* _EXERCISE DIRECTIONS_: Write out the records from the line with "spot the doorstep." through the end of the records, requests included, and raise every coordinate in the answers by 26. Leave out all other lines.

-- Start DATASET RECORDS --

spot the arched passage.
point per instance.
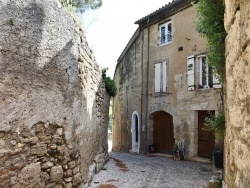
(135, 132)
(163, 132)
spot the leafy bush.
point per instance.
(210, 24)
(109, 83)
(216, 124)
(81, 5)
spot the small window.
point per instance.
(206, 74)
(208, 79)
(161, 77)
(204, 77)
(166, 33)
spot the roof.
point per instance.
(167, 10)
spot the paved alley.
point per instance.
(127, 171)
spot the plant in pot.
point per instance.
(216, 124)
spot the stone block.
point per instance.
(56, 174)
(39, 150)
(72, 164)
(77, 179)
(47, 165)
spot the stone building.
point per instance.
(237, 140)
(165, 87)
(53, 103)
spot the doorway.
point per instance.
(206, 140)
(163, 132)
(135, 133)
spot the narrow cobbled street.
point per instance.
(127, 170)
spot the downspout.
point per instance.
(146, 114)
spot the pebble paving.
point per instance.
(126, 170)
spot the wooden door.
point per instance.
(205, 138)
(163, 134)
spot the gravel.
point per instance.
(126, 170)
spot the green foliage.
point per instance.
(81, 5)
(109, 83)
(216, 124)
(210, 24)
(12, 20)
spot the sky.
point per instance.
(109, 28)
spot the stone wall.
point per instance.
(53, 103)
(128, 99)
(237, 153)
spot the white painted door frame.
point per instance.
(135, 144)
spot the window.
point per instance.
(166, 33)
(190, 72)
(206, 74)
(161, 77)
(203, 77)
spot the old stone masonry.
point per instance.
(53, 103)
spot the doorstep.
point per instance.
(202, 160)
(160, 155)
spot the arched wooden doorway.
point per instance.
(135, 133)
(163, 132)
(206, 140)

-- End DATASET RECORDS --

* _TASK RESPONSE_:
spot the doorstep.
point per instance.
(228, 186)
(186, 181)
spot the arched wooden doorway.
point per instance.
(161, 159)
(189, 158)
(232, 166)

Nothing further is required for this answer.